++++ ИСХОДНЫЕ ДАННЫЕ

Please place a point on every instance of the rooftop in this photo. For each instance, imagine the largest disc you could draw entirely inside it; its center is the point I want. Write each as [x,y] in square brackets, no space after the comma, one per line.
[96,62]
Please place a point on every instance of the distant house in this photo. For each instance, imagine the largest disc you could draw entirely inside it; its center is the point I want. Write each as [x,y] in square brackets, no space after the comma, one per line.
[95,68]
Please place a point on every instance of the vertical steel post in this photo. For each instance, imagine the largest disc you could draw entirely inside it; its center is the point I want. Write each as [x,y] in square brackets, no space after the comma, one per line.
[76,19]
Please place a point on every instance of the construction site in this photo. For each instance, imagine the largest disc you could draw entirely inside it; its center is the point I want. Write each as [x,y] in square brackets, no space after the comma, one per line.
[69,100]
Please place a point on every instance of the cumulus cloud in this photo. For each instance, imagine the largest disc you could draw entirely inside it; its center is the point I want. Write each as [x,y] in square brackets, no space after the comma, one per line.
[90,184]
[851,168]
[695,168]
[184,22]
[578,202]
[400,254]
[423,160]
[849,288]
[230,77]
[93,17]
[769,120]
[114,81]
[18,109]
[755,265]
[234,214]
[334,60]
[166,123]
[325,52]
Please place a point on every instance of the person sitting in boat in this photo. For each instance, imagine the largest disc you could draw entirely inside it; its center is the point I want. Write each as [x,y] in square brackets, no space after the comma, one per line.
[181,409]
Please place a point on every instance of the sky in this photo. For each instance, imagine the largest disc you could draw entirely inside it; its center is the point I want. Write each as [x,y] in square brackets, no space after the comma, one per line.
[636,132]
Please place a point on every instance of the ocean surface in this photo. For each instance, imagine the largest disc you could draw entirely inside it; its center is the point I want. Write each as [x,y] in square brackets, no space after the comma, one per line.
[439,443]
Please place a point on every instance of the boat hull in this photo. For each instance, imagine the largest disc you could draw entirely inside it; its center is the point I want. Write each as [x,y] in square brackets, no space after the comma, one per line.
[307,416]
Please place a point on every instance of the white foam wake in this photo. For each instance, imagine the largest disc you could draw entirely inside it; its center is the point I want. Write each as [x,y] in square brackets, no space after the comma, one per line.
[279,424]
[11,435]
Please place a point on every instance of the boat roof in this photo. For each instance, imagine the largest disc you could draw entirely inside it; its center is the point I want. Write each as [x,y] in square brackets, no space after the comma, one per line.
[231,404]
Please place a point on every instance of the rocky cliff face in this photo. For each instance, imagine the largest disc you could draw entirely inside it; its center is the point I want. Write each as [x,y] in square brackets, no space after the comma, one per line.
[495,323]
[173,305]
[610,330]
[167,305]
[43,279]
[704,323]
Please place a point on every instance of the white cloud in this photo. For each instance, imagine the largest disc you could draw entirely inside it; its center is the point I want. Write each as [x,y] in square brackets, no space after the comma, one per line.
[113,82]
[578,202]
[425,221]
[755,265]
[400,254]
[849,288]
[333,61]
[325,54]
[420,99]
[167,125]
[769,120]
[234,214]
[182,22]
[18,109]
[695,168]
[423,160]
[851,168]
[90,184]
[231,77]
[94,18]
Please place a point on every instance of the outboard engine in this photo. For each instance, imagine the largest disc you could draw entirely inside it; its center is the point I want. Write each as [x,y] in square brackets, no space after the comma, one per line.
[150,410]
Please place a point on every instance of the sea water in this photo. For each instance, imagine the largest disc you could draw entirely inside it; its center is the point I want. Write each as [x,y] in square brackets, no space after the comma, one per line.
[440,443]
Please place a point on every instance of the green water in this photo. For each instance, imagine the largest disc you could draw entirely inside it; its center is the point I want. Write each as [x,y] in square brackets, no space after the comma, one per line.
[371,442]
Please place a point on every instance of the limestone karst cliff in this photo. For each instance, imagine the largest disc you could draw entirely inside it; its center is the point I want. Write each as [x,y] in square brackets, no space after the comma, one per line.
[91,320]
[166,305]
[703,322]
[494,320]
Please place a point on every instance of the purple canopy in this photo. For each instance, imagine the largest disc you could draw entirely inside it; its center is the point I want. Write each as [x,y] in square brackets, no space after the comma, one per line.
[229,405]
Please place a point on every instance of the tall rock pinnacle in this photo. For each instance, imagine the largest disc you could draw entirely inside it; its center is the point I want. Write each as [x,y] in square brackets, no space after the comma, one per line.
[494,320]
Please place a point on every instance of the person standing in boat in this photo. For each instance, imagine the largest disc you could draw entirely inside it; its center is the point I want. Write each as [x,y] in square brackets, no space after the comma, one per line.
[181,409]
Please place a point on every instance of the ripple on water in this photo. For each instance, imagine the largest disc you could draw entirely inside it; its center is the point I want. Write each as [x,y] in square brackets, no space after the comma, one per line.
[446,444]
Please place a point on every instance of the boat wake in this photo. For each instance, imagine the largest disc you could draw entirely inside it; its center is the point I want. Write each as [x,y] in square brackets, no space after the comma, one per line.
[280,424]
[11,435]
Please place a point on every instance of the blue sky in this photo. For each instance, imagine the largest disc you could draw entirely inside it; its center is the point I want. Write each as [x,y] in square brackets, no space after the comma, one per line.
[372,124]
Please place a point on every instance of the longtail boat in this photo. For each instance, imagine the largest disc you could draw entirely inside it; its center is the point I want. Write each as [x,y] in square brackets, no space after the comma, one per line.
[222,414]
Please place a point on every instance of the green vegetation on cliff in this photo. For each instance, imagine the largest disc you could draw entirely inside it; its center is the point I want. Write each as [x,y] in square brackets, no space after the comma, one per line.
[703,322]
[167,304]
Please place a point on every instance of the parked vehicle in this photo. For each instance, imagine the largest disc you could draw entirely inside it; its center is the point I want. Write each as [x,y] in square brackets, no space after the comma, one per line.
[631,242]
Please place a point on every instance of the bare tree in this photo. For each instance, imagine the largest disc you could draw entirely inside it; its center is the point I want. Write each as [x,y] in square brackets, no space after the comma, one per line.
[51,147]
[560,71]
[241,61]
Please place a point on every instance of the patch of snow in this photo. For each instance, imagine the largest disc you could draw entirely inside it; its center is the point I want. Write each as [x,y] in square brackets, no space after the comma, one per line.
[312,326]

++++++++

СУТЬ ЗАДАНИЯ
Выведите все эти строки в виде CSV с двумя столбцами, «текст» и «ответ». На каждый текст должна приходиться одна строка таблицы: сам текст и его ответ, каждый в отдельном поле в кавычках, переносы строк заменены пробелами.

ПРАВИЛЬНЫЙ ОТВЕТ
текст,ответ
"Please place a point on every instance of the rooftop in this photo. For each instance, imagine the largest disc you could draw entirely inside it; its center is the point I want. Write each as [x,y] in square brackets, no space after the comma, one per line.","[96,62]"
"Please place a point on every instance of the distant house in this photo. For each instance, imagine the largest disc you could draw entirely inside it; its center is the point I want. Write each as [x,y] in square brackets, no space after the comma, one per line.","[95,68]"
"Please place a point on every instance of the vertical steel post in this photo. For each instance, imagine the largest disc you could draw entirely inside it; its center is the point I want. Write each as [x,y] in square brackets, no space after the comma, one per line.","[76,19]"
"Please place a point on every instance of the construction site in this photo. For each instance, imagine the largest disc you could draw entirely inside it; its center is the point I want. Write each as [x,y] in square brackets, no space after the comma, one per line.","[69,100]"
"Please place a point on every instance of the cumulus cloud in this photo. For each instance, imagine the largest disc you could draw entirely inside it; its center is the point I want. Write each as [x,y] in square brackets, no space after the comma, one per line.","[90,184] [851,168] [695,168] [184,22] [578,202] [400,254] [423,160] [849,288] [230,77] [93,17] [769,120] [114,81] [18,109] [755,265] [234,214] [334,60] [166,123] [325,52]"
"Please place a point on every instance of the person sitting in boat in this photo. For each instance, imagine the largest disc you could draw entirely inside it; its center is the point I want. Write each as [x,y] in square brackets, no space after the comma, one per line.","[181,409]"
"Please place a point on every instance of the sky in this photo. For each instance, imagine the largest disc you could draw entirely inside it; its center is the point I want. Write each as [x,y] in square brackets, no space after the comma, one per line.","[636,132]"
"Please place a point on every instance of the ocean surface in this photo. For each instance, imagine the largest disc you could draw entirely inside it; its center is the point I want. Write each as [x,y] in square brackets, no space after the comma, one per line.","[439,443]"
"Please place a point on every instance of the boat hull in this photo. For each instance, imagine the largest disc you could draw entirely inside it; its center is the point I want. Write each as [x,y] in square brackets, no space after the comma, one per line.","[307,416]"
"Please place a point on every instance of the white foam wake in this photo. For each instance, imagine the largest disc you could draw entirely inside it; its center is the point I want. Write each as [x,y] in square brackets, no space after the comma, one per line.","[279,424] [11,435]"
"Please place a point on every instance of the boat roof in this photo. For each instance, imagine the largest disc you could draw entirely inside it; its center is the point I want. Write each as [x,y] in square brackets, no space after the comma, one per line.","[231,404]"
"Please place a point on every instance of the rocky cliff face in this photo. For each instance, imagine the largest disc you could draw entirely inside it; its center is the point I want. Write each as [x,y] in square brackets, no space after the comma, one per line.","[495,323] [173,305] [610,330] [167,305] [43,279] [704,323]"
"Please place a point on every instance of the white cloud in this photo. For each instance, imagine the largest disc you could draw entirely inside it; its center is the point I want. Write each as [x,y] in square brackets, no space after the comma, one per line.","[113,82] [578,202] [425,221] [755,265] [400,254] [849,288] [333,61] [325,54] [420,99] [167,125] [769,120] [234,214] [182,22] [18,109] [695,168] [423,160] [851,168] [90,184] [231,77] [94,18]"
"Please place a point on every instance of the outboard engine in this photo. For each instance, imagine the largest disc you could draw entirely inside it; its center is the point I want. Write each as [x,y] in square brackets, no space after the comma, one per line.","[150,410]"
"Please place a point on every instance of the sea water in this photo. For each instance, imagine the largest disc you could draw entirely inside it; its center is the point I want. Write each as [x,y] in square brackets, no space after the comma, one per line.","[440,443]"
"Please place a point on every instance of the green water in this photo. For each instance, imagine the largest disc you could draw entirely inside it; its center is the point I want. Write each as [x,y] in square brackets, no space after the comma, one per line.","[371,442]"
"Please place a point on every instance of the limestone karst cliff in this photo. For each instance, imagine the largest disc you could draw entirely inside it; its center is the point I want. Write each as [x,y] in square brackets, no space after the comma, one per line.","[91,320] [166,305] [703,322] [494,320]"
"Please place a point on every instance of the purple canopy in this photo. For each instance, imagine the largest disc you could draw entirely inside it; its center is the point I want. Write each as [x,y] in square brackets, no space after the comma, one per line.","[229,405]"
"Please place a point on every instance of the tall rock pinnacle in this photo. For each instance, imagine the largest disc you could draw entirely inside it; its center is the point I want. Write each as [x,y] in square brackets, no space after the comma, one per line.","[494,320]"
"Please place a point on every instance of the person standing in boat in this photo. For each instance, imagine the largest disc you could draw entirely inside it; its center is the point I want. Write each as [x,y] in square brackets, no space after the comma, one per line.","[181,409]"
"Please place a point on every instance of the ripple on water in this photo. For each instance, imagine the largest disc you could draw entirely inside it; its center is the point I want. Write each as [x,y] in square brackets, no space after the comma, one per line.","[446,444]"
"Please place a point on every instance of the boat wake in this photo. For each instance, imagine the largest disc you could draw entirely inside it; its center is the point I want. Write each as [x,y] in square brackets, no space after the comma, one per line.","[280,424] [11,435]"
"Please place a point on every instance of the blue sky in this photo. For each instance, imagine the largest disc you could draw entirely inside it; its center is the point I want. Write each as [x,y] in square brackets, no space after the comma, one per line.","[372,124]"
"Please place a point on every instance of the longtail boat in this photo. For each instance, imagine the largest disc you could draw entirely inside it; its center is the point I want. Write each as [x,y] in square brackets, no space after the comma, one per line.","[222,414]"
"Please place a point on every instance of the green vegetation on cliff in this photo. For each instance, imagine the largest disc you could draw entirely inside it; its center is the point I want. Write each as [x,y] in square brackets, no space after the comma, one per line.","[703,322] [167,304]"
"Please place a point on every instance of the parked vehicle in this photo. For each instance, imagine the largest disc you could draw entirely inside it; its center is the point I want. Write each as [x,y] in square brackets, no space after the comma, one per line.","[631,242]"
"Please place a point on every instance of the bare tree in this photo. For each instance, imagine the largest disc you could draw entirely inside it; its center is the point I want. Write each as [x,y] in square brackets, no space after the comma, one per line.","[51,147] [560,71] [241,61]"
"Please place a point on every instance of the patch of snow in this photo. For each instance, imagine the largest disc you could draw entirely inside it; its center is the point I want. Write each as [x,y] in square brackets, no space after the comma, one per line.","[312,326]"